■ **REQUIREMENT**: Reproduce each of the rows below verbatim, with no changes.

[Dataset rows showing where objects appear]
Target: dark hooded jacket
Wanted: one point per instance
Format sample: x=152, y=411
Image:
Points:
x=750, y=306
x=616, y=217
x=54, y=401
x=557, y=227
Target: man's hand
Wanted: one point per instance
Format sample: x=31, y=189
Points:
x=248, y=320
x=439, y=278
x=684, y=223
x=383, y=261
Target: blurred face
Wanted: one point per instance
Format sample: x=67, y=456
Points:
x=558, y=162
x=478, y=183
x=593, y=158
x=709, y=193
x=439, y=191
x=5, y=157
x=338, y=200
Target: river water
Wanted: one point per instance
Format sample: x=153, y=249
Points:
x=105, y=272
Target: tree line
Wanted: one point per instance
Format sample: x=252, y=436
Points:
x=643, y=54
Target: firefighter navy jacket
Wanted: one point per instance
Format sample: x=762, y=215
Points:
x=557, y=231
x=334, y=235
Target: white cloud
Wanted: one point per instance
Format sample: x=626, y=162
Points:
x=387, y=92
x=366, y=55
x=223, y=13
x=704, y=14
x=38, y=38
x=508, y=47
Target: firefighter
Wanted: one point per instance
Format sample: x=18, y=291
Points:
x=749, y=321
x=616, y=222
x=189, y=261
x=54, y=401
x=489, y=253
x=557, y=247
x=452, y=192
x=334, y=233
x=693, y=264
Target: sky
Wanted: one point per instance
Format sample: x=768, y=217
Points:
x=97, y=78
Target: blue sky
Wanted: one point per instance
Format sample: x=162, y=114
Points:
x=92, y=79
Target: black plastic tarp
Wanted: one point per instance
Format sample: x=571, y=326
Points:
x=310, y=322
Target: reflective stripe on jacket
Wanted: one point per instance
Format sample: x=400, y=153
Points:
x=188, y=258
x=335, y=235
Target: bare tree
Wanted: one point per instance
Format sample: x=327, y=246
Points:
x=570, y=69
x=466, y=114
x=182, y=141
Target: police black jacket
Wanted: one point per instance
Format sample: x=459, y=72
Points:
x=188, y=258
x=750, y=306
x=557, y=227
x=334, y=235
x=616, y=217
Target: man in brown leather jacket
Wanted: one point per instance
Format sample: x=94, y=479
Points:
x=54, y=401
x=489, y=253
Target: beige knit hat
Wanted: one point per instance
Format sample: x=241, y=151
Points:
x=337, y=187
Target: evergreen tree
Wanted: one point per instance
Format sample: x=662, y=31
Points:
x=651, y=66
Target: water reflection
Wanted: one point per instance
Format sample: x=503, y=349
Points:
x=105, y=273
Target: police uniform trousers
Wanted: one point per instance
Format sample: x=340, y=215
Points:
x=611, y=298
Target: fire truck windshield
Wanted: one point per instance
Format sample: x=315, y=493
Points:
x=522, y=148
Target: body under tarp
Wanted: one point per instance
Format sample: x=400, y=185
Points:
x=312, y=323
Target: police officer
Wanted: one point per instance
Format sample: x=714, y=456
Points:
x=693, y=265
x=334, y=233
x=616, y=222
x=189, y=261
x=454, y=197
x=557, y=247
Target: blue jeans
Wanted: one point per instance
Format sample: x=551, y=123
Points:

■ **ANSWER TO THIS PROBLEM**:
Target: dark hooded jacket
Wanted: one point per instance
Format sample: x=152, y=411
Image:
Points:
x=750, y=306
x=616, y=217
x=54, y=401
x=557, y=227
Target: man's hand
Wanted: one point per instance
Format sample: x=31, y=189
Points:
x=248, y=320
x=439, y=278
x=684, y=223
x=383, y=261
Target: blurred face
Wanted: one point per instance
Format sample: x=67, y=456
Points:
x=558, y=162
x=478, y=183
x=593, y=158
x=709, y=193
x=439, y=191
x=5, y=157
x=338, y=200
Target: river water
Wanted: one point per instance
Format sample: x=153, y=249
Points:
x=105, y=272
Target: tree line
Wanted: one point per instance
Format sample: x=252, y=436
Points:
x=643, y=54
Target: firefighter navy jacket
Wanted: one point per instance
Format sample: x=762, y=215
Points:
x=557, y=231
x=334, y=235
Target: white cloud
Wanted: one point per instance
Format sample: x=626, y=162
Points:
x=387, y=92
x=366, y=55
x=223, y=13
x=704, y=14
x=38, y=38
x=508, y=47
Target: firefighter
Wanted: one point per instance
Format sample: x=18, y=291
Points:
x=749, y=321
x=616, y=222
x=189, y=261
x=54, y=401
x=489, y=253
x=557, y=247
x=452, y=192
x=334, y=233
x=693, y=264
Target: sky
Wanted: one point per instance
Format sample: x=768, y=217
Points:
x=97, y=78
Target: blue sky
Wanted: one point per instance
Format sample: x=162, y=114
Points:
x=92, y=79
Target: black plastic tarp
Wanted: one point per instance
Format sample: x=571, y=326
Points:
x=310, y=322
Target: reflective stripe on jacket
Wanted: one point per instance
Format sample: x=400, y=153
Points:
x=188, y=258
x=335, y=235
Target: bare tree
Wanted: one point per instance
Format sample: x=327, y=246
Points:
x=570, y=69
x=466, y=114
x=182, y=141
Target: police black jacket
Wanted: one point per instance
Format sample: x=459, y=72
Points:
x=188, y=258
x=750, y=306
x=557, y=227
x=334, y=235
x=616, y=217
Target: man in brown leather jacket
Wanted: one point per instance
Format sample: x=94, y=479
Points:
x=54, y=401
x=489, y=253
Target: beige knit hat
Wanted: one point per instance
Format sample: x=241, y=151
Points:
x=337, y=187
Target: evergreen tree
Wanted: one point per instance
Format sample: x=662, y=31
Points:
x=651, y=66
Target: water reflection
Wanted: one point per instance
Format sample: x=503, y=349
Points:
x=105, y=273
Target: police uniform trousers
Wanted: one point per instance
Format sample: x=340, y=215
Points:
x=611, y=298
Target: fire truck windshield
Wanted: one point per instance
Format sample: x=315, y=493
Points:
x=522, y=148
Target: body under tarp
Wanted: one point per instance
Format sample: x=400, y=185
Points:
x=312, y=323
Target: police officer
Wanted: one point per instance
Format sample: x=714, y=456
Points:
x=693, y=265
x=334, y=233
x=616, y=222
x=189, y=261
x=454, y=197
x=557, y=247
Target: blue jeans
Wanted: one point per instance
Format sample: x=551, y=123
Points:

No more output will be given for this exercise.